Items from the dataset:
## Start

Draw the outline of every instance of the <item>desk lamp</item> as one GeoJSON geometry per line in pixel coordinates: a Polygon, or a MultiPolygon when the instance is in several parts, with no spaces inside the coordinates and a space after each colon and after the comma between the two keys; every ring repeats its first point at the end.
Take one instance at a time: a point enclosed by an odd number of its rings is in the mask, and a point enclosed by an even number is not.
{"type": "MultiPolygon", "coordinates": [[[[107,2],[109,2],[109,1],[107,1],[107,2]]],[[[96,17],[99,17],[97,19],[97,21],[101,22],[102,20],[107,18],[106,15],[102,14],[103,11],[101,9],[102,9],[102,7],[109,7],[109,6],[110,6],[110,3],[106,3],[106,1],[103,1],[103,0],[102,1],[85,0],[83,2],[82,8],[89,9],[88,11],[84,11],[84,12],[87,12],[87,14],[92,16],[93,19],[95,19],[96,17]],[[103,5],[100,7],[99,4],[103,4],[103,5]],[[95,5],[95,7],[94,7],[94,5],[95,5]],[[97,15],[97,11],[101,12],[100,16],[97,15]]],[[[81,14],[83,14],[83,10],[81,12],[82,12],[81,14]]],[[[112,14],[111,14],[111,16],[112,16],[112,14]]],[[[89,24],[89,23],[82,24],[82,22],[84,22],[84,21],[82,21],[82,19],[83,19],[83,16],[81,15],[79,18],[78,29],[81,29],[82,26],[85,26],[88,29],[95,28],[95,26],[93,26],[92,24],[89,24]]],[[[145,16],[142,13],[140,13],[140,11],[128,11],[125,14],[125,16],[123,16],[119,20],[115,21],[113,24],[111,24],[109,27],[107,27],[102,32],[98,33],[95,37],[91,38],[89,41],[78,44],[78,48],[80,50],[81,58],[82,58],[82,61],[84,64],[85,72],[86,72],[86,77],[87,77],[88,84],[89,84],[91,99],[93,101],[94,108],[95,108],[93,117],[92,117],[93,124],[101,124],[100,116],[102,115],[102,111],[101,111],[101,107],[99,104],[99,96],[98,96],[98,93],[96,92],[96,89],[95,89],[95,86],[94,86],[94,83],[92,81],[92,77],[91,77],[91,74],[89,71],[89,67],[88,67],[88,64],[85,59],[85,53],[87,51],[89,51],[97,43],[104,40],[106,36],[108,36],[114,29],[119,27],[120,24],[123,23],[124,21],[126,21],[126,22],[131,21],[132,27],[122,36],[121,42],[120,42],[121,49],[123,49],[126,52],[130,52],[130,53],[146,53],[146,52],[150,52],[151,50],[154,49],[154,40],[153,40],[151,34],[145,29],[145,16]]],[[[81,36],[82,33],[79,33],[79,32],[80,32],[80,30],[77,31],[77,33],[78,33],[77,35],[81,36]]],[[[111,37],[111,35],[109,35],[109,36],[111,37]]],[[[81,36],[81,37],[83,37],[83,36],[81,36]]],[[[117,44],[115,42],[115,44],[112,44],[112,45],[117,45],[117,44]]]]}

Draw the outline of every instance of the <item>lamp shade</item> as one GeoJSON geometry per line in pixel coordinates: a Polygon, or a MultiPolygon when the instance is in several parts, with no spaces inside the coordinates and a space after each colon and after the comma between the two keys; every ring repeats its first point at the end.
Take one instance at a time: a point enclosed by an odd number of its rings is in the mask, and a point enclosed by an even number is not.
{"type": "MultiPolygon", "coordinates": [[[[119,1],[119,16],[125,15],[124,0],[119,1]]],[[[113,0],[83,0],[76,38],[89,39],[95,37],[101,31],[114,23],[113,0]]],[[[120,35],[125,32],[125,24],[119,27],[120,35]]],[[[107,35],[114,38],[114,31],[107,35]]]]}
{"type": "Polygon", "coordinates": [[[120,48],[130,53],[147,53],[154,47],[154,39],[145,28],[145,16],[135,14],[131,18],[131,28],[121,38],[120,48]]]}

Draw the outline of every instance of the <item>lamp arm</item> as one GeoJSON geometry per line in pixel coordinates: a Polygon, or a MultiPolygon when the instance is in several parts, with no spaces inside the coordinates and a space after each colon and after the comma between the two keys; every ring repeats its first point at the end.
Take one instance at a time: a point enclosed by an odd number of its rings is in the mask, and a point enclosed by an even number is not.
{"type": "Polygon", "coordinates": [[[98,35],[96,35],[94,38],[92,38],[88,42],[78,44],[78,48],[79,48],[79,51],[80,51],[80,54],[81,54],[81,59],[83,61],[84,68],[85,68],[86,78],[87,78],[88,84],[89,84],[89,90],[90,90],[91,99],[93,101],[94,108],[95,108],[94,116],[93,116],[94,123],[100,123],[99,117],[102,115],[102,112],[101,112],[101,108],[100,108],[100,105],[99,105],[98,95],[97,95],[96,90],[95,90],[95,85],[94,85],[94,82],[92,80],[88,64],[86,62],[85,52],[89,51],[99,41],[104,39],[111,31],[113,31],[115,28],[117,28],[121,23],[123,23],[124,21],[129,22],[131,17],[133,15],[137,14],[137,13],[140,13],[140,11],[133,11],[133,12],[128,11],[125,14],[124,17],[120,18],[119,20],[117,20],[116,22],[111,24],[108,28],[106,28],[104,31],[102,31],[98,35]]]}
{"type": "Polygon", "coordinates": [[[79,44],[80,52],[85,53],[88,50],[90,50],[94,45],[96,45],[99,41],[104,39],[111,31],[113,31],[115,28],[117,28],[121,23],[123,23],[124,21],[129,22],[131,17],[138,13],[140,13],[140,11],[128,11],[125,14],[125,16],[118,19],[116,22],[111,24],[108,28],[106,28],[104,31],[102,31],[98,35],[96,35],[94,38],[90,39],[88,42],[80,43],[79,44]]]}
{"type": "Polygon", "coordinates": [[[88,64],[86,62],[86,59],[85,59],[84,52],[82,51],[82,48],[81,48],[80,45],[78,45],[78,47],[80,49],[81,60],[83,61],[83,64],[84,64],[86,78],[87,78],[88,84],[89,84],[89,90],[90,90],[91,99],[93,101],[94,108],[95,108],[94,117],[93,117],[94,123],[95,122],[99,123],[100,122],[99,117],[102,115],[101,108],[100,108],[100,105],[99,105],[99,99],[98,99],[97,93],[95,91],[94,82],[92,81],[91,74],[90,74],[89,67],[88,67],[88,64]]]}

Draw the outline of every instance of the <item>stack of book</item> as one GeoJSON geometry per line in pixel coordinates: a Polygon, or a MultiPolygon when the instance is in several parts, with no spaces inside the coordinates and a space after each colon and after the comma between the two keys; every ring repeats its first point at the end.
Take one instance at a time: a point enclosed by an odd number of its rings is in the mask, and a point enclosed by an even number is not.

## End

_Given problem_. Quote every line of the records above word for word, leaving nothing out and changing nothing.

_The output_.
Draw the outline of every instance of the <item>desk lamp</item> as one GeoJSON geometry per line in pixel coordinates: a Polygon, or a MultiPolygon when the instance is in several parts, with no spaces inside the coordinates and a space after each colon and after the comma between the two keys; every ring repeats its first point at the end.
Take one instance at a time: a point enclosed by an odd number of its rings is in the mask, and a point enclosed by an even number is not.
{"type": "MultiPolygon", "coordinates": [[[[107,2],[109,2],[109,1],[107,1],[107,2]]],[[[96,17],[99,17],[97,19],[97,21],[101,22],[102,20],[107,18],[106,15],[102,14],[103,11],[101,9],[102,9],[102,7],[109,7],[109,6],[110,6],[110,3],[106,3],[106,1],[103,1],[103,0],[102,1],[85,0],[83,2],[82,8],[89,9],[88,11],[84,11],[84,12],[87,12],[87,14],[92,16],[93,19],[95,19],[96,17]],[[103,5],[100,7],[99,4],[103,4],[103,5]],[[95,5],[95,7],[94,7],[94,5],[95,5]],[[97,15],[97,11],[101,12],[100,16],[97,15]]],[[[81,14],[83,14],[83,10],[81,12],[82,12],[81,14]]],[[[112,14],[111,14],[111,16],[112,16],[112,14]]],[[[89,24],[89,23],[82,24],[82,22],[84,22],[84,21],[82,21],[82,19],[83,19],[83,16],[81,15],[79,18],[78,29],[81,29],[82,26],[85,26],[88,29],[95,28],[95,26],[93,26],[92,24],[89,24]]],[[[145,16],[142,13],[140,13],[140,11],[128,11],[125,14],[125,16],[123,16],[119,20],[115,21],[113,24],[111,24],[109,27],[107,27],[102,32],[98,33],[95,37],[91,38],[89,41],[78,44],[78,48],[80,50],[81,58],[82,58],[82,61],[84,64],[85,72],[86,72],[86,77],[87,77],[88,84],[89,84],[91,99],[93,101],[94,108],[95,108],[93,117],[92,117],[93,124],[101,124],[100,116],[102,115],[102,111],[101,111],[101,107],[99,104],[99,96],[98,96],[98,93],[96,92],[96,89],[95,89],[95,86],[94,86],[94,83],[92,81],[92,77],[91,77],[91,74],[89,71],[89,67],[88,67],[88,64],[85,59],[85,53],[87,51],[89,51],[97,43],[104,40],[106,36],[108,36],[114,29],[119,27],[120,24],[123,23],[124,21],[126,21],[126,22],[131,21],[132,27],[122,36],[121,42],[120,42],[121,49],[123,49],[126,52],[130,52],[130,53],[146,53],[146,52],[150,52],[151,50],[154,49],[154,40],[153,40],[151,34],[145,29],[145,16]]],[[[81,36],[82,33],[79,33],[79,32],[80,32],[80,30],[77,31],[77,33],[78,33],[77,35],[81,36]]],[[[111,37],[111,35],[109,35],[109,36],[111,37]]],[[[81,36],[81,37],[83,37],[83,36],[81,36]]],[[[117,44],[115,42],[115,44],[112,44],[112,45],[117,45],[117,44]]]]}

Draw the outline of every instance of the <item>lamp shade</item> as one GeoJSON geometry per line in pixel coordinates: a Polygon, or a MultiPolygon when the instance is in several parts, with no spaces inside the coordinates and a space after each colon and after the comma between the two keys; every ring repeats its first point at the end.
Take one instance at a time: a point enclosed by an odd number of its rings is in the mask, and a point enclosed by an even number is not.
{"type": "MultiPolygon", "coordinates": [[[[119,1],[119,16],[125,15],[124,0],[119,1]]],[[[113,0],[83,0],[76,38],[89,39],[95,37],[101,31],[114,23],[113,0]]],[[[120,35],[125,32],[125,24],[119,27],[120,35]]],[[[107,35],[114,38],[114,31],[107,35]]]]}
{"type": "Polygon", "coordinates": [[[120,48],[130,53],[147,53],[154,47],[154,39],[145,28],[145,16],[135,14],[131,18],[131,28],[121,38],[120,48]]]}

Draw the outline of every instance of the <item>lamp arm</item> as one GeoJSON geometry per line in pixel coordinates: a Polygon, or a MultiPolygon when the instance is in several parts, with no spaces inside the coordinates and a space after each colon and after the comma between the two keys; every ring repeats its first point at the end.
Take one instance at a time: a point enclosed by an odd number of its rings is in the mask, and a point enclosed by an even number is not.
{"type": "Polygon", "coordinates": [[[98,35],[96,35],[94,38],[92,38],[88,42],[78,44],[78,48],[79,48],[79,51],[80,51],[80,54],[81,54],[81,59],[83,61],[84,68],[85,68],[86,78],[87,78],[88,84],[89,84],[89,90],[90,90],[91,99],[93,101],[94,108],[95,108],[94,116],[93,116],[94,123],[100,123],[99,117],[102,115],[102,112],[101,112],[101,108],[100,108],[100,105],[99,105],[98,95],[97,95],[96,90],[95,90],[95,85],[94,85],[94,82],[92,80],[88,64],[86,62],[85,52],[89,51],[99,41],[104,39],[111,31],[113,31],[115,28],[117,28],[121,23],[123,23],[124,21],[129,22],[131,17],[133,15],[137,14],[137,13],[140,13],[140,11],[133,11],[133,12],[128,11],[125,14],[124,17],[120,18],[119,20],[117,20],[116,22],[111,24],[108,28],[106,28],[104,31],[102,31],[98,35]]]}
{"type": "Polygon", "coordinates": [[[79,44],[80,52],[85,53],[88,50],[90,50],[94,45],[96,45],[99,41],[104,39],[111,31],[113,31],[115,28],[117,28],[121,23],[123,23],[124,21],[129,22],[131,17],[138,13],[140,13],[140,11],[128,11],[125,14],[125,16],[118,19],[116,22],[111,24],[108,28],[106,28],[104,31],[102,31],[98,35],[96,35],[94,38],[90,39],[88,42],[80,43],[79,44]]]}
{"type": "Polygon", "coordinates": [[[88,64],[86,62],[86,59],[85,59],[84,52],[82,51],[82,48],[81,48],[80,45],[78,45],[78,47],[80,49],[81,60],[83,61],[83,64],[84,64],[86,78],[87,78],[88,84],[89,84],[89,90],[90,90],[91,99],[93,101],[94,108],[95,108],[94,117],[93,117],[94,123],[95,122],[99,123],[100,122],[99,117],[102,115],[101,108],[100,108],[100,105],[99,105],[99,99],[98,99],[97,93],[95,91],[94,82],[92,81],[91,74],[90,74],[89,67],[88,67],[88,64]]]}

Draw the outline of every instance of the <item>stack of book</item> as one GeoJSON geometry per line in pixel coordinates: a Polygon, or a MultiPolygon when the instance is in several parts, with no spaces inside the coordinates and a space after each colon and after the comma between the two keys; every ring repeats its first point at the end.
Take one instance at a time: a point enclosed by an odd number of its rings is in the mask, and a point enclosed by an even number is not.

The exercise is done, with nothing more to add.